##### DOCUMENT EXTRACT
In my procession of perspective I have come to realize there is still more, always. My situation is not complete, nor is my development. Is it ever? Is it wise to assume an experience has only a singular interpretation, one ending? Mmm, the paradox and irony continues.

Side-effects of Flux

I did not come from a wealthy family.  However, we certainly did not grow up in poverty. This middle ground has afforded me in my later years a simultaneous appreciation for what is had and what is not had. When one is required to move efficiently and often, you soon wise-up to what you really need to live adequately or comfortably, and what you don’t need. You learn what is fluff or extra weight, and what is truly important. half fullLiving in an RV for nine months then traveling over 300 miles to live for three months in relative luxury, soon teaches these gratitudes. My current life of embraced gratitudes are sometimes challenged or reinforced when others, with a different value-system, try to convince me my way of life is sub-standard or unappealing. I beg to differ. They’ve forgotten that all things change, both quickly and/or very slowly, both with intent, and just as much for them as for me.
##########
In the "Side-effects of Flux" passage, for how many months did the writer live in an RV?
##### SUPPLIED RECORDS
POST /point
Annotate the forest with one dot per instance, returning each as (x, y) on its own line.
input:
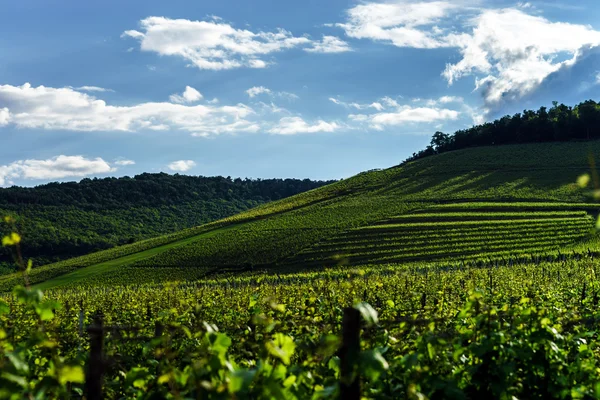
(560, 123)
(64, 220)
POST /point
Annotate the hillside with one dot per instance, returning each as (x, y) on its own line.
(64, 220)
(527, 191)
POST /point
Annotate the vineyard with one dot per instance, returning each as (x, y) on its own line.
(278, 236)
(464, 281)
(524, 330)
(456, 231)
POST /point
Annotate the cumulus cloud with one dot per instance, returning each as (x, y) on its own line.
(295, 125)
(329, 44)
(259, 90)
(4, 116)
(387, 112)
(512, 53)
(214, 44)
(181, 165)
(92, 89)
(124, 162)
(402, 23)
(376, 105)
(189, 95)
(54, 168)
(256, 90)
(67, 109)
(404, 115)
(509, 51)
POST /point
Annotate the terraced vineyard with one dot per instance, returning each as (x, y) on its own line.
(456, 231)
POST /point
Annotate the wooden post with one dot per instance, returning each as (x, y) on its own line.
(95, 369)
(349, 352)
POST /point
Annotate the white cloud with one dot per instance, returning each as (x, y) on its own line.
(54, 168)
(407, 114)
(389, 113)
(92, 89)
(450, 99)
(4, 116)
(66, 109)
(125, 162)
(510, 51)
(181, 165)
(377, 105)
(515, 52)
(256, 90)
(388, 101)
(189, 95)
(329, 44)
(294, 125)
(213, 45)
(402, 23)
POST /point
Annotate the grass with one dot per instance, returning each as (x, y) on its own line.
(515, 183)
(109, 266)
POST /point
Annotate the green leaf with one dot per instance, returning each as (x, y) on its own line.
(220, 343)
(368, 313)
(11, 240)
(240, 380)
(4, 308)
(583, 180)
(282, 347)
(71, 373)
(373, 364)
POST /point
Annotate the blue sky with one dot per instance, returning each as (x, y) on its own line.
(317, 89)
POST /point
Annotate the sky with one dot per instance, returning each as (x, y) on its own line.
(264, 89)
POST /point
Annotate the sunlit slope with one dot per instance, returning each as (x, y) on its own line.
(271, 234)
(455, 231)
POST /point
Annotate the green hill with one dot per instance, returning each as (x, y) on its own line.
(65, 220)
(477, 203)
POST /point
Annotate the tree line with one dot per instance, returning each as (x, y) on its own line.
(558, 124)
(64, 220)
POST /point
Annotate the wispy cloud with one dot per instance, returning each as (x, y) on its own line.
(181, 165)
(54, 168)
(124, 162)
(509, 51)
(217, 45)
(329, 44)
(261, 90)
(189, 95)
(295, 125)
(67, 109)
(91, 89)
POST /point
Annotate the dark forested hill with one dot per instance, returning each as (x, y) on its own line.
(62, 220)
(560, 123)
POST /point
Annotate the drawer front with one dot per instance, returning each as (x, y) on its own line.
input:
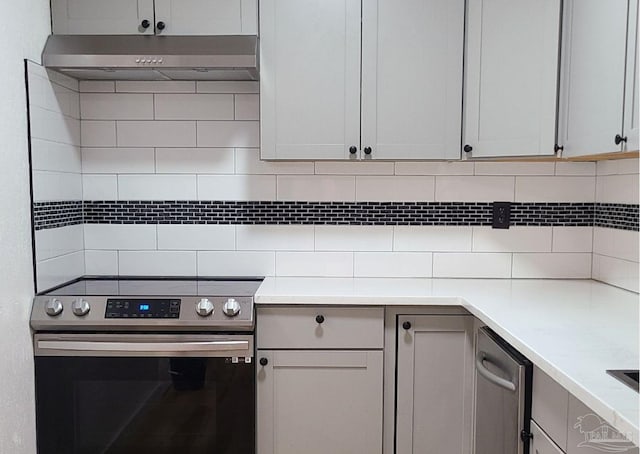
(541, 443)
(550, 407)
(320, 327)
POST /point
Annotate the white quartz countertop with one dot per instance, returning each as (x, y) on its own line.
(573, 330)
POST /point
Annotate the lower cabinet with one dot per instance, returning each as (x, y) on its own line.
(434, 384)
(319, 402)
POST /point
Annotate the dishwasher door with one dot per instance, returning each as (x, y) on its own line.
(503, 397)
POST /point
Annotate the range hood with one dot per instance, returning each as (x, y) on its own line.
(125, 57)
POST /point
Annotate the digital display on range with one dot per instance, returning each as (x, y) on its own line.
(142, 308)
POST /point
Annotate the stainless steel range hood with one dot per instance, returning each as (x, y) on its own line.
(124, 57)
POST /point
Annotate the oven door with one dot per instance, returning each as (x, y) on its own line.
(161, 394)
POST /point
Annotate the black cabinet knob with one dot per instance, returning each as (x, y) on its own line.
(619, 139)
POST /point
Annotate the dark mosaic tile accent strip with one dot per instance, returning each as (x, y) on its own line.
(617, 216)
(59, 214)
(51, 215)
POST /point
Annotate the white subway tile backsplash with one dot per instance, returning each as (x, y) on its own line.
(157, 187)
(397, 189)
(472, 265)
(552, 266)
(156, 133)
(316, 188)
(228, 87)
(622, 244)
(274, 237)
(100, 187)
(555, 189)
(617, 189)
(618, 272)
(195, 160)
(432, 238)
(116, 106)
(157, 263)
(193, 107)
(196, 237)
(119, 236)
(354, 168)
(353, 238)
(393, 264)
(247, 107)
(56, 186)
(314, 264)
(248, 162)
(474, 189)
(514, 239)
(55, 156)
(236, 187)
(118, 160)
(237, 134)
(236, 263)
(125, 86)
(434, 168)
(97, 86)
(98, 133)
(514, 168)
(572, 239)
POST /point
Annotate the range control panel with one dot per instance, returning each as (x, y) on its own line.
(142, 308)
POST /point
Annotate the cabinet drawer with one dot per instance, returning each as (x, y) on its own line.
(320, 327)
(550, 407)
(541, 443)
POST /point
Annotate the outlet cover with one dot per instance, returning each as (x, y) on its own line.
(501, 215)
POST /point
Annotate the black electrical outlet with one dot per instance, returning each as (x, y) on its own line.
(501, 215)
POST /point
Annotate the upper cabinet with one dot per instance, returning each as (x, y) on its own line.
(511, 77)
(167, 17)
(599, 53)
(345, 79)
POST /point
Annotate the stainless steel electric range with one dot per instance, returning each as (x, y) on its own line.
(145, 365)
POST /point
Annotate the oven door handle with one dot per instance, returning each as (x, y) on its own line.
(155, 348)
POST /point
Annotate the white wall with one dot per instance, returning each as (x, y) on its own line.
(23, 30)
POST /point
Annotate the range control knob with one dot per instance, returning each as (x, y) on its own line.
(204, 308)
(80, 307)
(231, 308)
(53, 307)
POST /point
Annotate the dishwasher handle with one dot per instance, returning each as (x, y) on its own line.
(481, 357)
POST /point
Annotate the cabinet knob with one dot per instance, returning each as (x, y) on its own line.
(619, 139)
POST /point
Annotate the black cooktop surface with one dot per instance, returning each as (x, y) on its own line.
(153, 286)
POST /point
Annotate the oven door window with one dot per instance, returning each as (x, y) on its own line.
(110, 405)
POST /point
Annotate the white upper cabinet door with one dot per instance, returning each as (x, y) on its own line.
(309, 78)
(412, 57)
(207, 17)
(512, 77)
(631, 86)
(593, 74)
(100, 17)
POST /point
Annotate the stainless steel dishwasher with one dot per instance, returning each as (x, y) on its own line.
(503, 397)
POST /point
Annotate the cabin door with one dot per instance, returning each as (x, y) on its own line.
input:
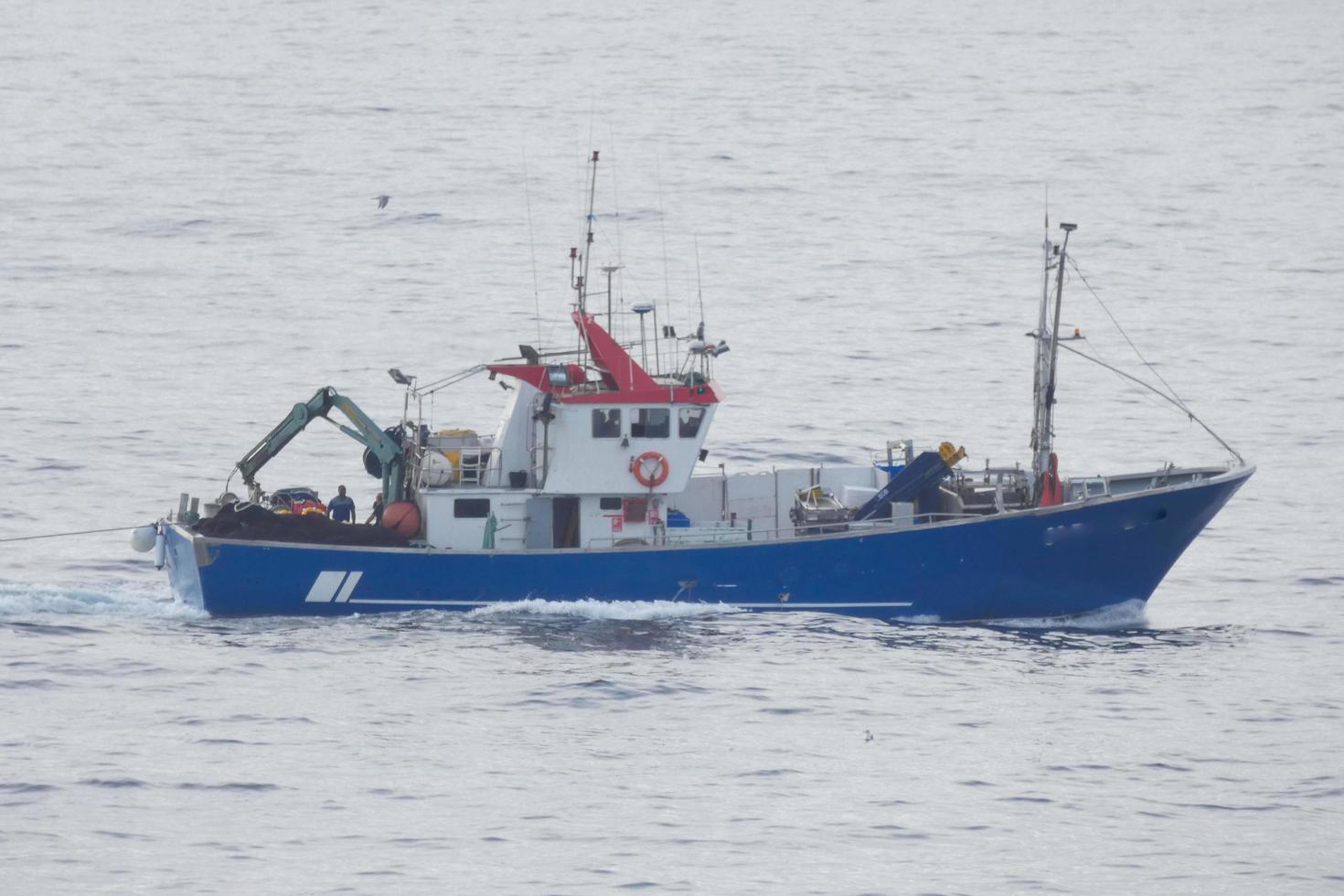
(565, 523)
##########
IN RESPONSE:
Nine months.